= Try it =
The records below are to be set down word for word, with every picture left out.

= Task input =
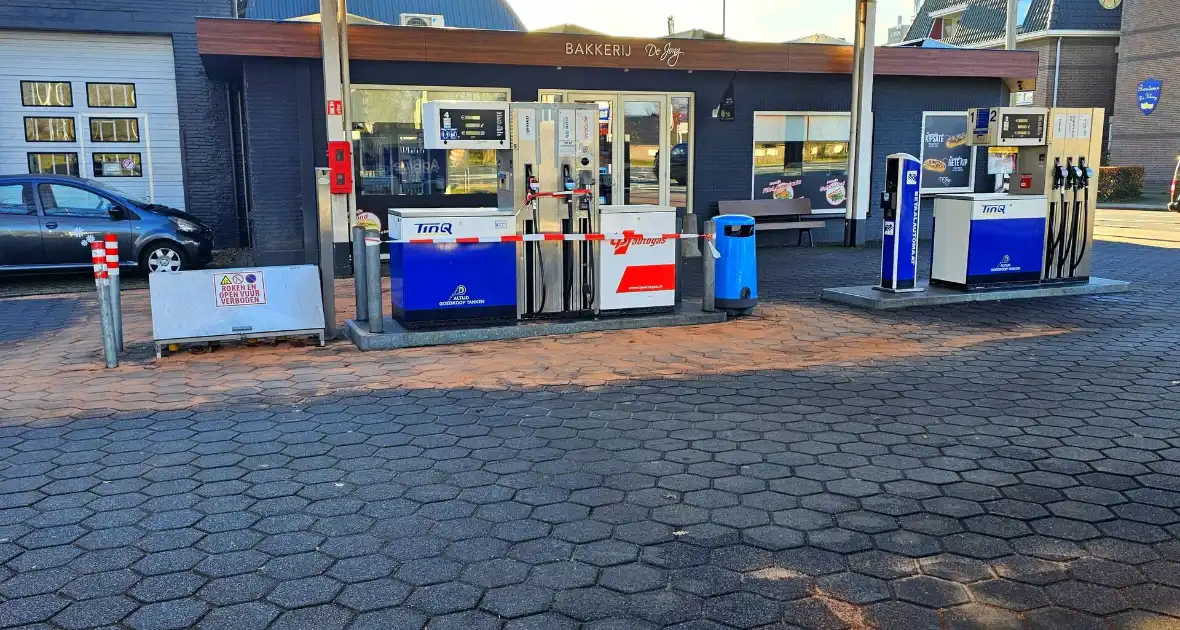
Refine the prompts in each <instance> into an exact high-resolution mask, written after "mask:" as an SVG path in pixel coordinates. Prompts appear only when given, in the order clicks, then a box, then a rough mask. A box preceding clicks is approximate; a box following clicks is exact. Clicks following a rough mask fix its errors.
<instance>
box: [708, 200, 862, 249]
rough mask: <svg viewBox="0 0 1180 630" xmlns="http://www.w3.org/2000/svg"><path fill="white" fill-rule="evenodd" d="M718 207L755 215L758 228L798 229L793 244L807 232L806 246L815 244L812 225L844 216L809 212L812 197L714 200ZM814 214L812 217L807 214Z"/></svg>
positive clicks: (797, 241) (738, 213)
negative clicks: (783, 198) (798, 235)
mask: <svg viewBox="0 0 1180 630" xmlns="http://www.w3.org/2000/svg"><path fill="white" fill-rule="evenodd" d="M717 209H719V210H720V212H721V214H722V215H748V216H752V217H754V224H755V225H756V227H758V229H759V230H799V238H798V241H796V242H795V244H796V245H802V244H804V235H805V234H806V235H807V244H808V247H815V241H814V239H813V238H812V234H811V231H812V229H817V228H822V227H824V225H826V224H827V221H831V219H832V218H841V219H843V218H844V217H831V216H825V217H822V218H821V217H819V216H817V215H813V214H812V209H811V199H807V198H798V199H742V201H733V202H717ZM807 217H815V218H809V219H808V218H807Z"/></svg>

= Answer to this task =
Refine the prompts in each <instance> into an exact high-resolution mask, written after "mask:" as an SVG path in pixel coordinates. Prompts appear only when given, in the order clicks, then a box, then a rough mask. A box preceding clicks is approximate; a box following clicks is exact. Clicks following a rough mask fix its errors.
<instance>
box: [708, 200, 862, 249]
rough mask: <svg viewBox="0 0 1180 630" xmlns="http://www.w3.org/2000/svg"><path fill="white" fill-rule="evenodd" d="M718 207L755 215L758 228L798 229L793 244L807 232L806 246L815 244L812 225L844 216L809 212L812 197L714 200ZM814 214L812 217L807 214Z"/></svg>
positive clicks: (797, 241) (738, 213)
negative clicks: (783, 198) (798, 235)
mask: <svg viewBox="0 0 1180 630" xmlns="http://www.w3.org/2000/svg"><path fill="white" fill-rule="evenodd" d="M717 209H719V210H720V212H721V214H722V215H748V216H752V217H754V224H755V225H756V227H758V229H759V230H799V238H798V241H796V242H795V244H796V245H802V244H804V235H805V234H806V235H807V244H808V247H815V241H814V239H813V238H812V234H811V231H812V229H817V228H822V227H824V225H826V224H827V221H831V219H832V218H841V219H843V218H844V217H831V216H825V217H822V218H821V217H819V216H817V215H813V214H812V209H811V199H807V198H798V199H742V201H733V202H717ZM807 217H815V218H809V219H808V218H807Z"/></svg>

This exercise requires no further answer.